▸ Prompt a:
Count the lines in the entries below that contain the string "name", treating uppercase and lowercase as distinct. Reply with the number only.

DirectStorage GPU Decompression, RTX IO, Smart Access Storage

Remij · Oct 13, 2022

Nice! So glad to finally get more information on this and a solid release window of this year. It's looking VERY good

Flappy Pannus · Oct 14, 2022

Hell yes, I'm ready to Get Deflated

DegustatoR · Nov 7, 2022

Accelerating Load Times for DirectX Games and Apps with GDeflate for DirectStorage | NVIDIA Technical Blog

Load times. They are the bane of any developer trying to construct a seamless experience. Trying to hide loading in a game by forcing a player to shimmy through narrow passages or take extremely slow…

developer.nvidia.com

SmooTh · Nov 7, 2022

https://twitter.com/x/status/1589694546702929920

Scott_Arm · Nov 7, 2022

I'm looking forward to seeing how this plays out. I'm really hoping that the burden on the cpu is lowered by a significant amount. I'd rather spend my money on GPUs vs CPUs.

Looks like they included a benchmark.

DirectStorage/README.md at main · microsoft/DirectStorage

DirectStorage for Windows is an API that allows game developers to unlock the full potential of high speed NVMe drives for loading game assets. - DirectStorage/README.md at main · microsoft/DirectS...

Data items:
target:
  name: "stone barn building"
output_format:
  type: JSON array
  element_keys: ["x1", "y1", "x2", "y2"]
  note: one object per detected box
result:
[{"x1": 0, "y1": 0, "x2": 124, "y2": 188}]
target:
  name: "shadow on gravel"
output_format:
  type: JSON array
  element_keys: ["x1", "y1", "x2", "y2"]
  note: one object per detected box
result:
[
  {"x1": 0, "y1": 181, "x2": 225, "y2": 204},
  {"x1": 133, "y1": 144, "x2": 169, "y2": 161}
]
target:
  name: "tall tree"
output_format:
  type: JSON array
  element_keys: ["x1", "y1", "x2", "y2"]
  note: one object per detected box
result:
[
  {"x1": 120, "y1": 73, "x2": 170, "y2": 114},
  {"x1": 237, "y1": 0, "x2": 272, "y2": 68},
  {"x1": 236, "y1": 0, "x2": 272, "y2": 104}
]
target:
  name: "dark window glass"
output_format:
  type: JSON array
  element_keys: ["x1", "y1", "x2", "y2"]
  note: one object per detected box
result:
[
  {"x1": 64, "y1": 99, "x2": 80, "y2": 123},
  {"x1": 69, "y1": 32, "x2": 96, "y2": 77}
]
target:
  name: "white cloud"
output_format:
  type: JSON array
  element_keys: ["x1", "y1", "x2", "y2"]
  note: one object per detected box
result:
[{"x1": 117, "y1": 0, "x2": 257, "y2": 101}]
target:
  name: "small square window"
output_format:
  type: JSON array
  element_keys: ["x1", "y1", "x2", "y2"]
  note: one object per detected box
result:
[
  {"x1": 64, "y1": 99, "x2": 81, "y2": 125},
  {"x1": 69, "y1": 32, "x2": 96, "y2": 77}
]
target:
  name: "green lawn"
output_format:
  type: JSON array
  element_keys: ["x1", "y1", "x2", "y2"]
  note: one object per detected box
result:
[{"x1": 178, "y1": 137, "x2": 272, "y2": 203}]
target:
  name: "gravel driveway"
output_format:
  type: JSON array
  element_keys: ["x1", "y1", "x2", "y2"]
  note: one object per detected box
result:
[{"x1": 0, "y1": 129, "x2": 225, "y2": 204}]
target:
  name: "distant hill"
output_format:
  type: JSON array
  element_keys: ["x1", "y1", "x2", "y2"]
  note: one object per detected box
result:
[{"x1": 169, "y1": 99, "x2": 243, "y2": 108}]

==

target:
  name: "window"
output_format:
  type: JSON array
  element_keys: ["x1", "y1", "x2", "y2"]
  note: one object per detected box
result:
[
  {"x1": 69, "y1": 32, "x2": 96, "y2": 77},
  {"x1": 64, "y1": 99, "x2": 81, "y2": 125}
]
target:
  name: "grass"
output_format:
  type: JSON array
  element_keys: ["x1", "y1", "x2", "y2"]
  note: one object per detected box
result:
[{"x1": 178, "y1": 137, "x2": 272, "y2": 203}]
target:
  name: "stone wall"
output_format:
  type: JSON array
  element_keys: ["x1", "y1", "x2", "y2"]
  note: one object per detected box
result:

▸ Prompt b:
Extend the forum thread on DirectStorage GPU decompression, shown above, with its next portion, picking up after the final post.

▸ Final answer a:
12

▸ Final answer b:
github.com

Scott_Arm · Nov 7, 2022

Accelerating Load Times for DirectX Games and Apps with GDeflate for DirectStorage | NVIDIA Technical Blog

Load times. They are the bane of any developer trying to construct a seamless experience. Trying to hide loading in a game by forcing a player to shimmy through narrow passages or take extremely slow…

developer.nvidia.com

More info from Nvidia

Jay · Nov 7, 2022

Intel have updated their DS example code to include gpu decompression.

DirectStorage on Intel GPUs

www.intel.com

pjbliverpool · Nov 7, 2022

Awesome! And here I was planning to have an early night! Some observations:

"Can be implemented cheaply in fixed-function hardware, using existing IP" - so hardware based decompression appears to be a design goal and thus a definite possibility moving forwards.
RTX-IO lives! And it is, after all, just Nvidia's implementation of DirectStorage GPU decompression. Not even sure why it needed it's own name!
Separate decompression of system memory destined data on the CPU (rather than GPU) (re)confirmed.
If I'm reading it correctly, 256MB of VRAM (across input and output staging buffers) will generally be allocated as the staging buffer for the decompression. Although that can vary by GPU VRAM size.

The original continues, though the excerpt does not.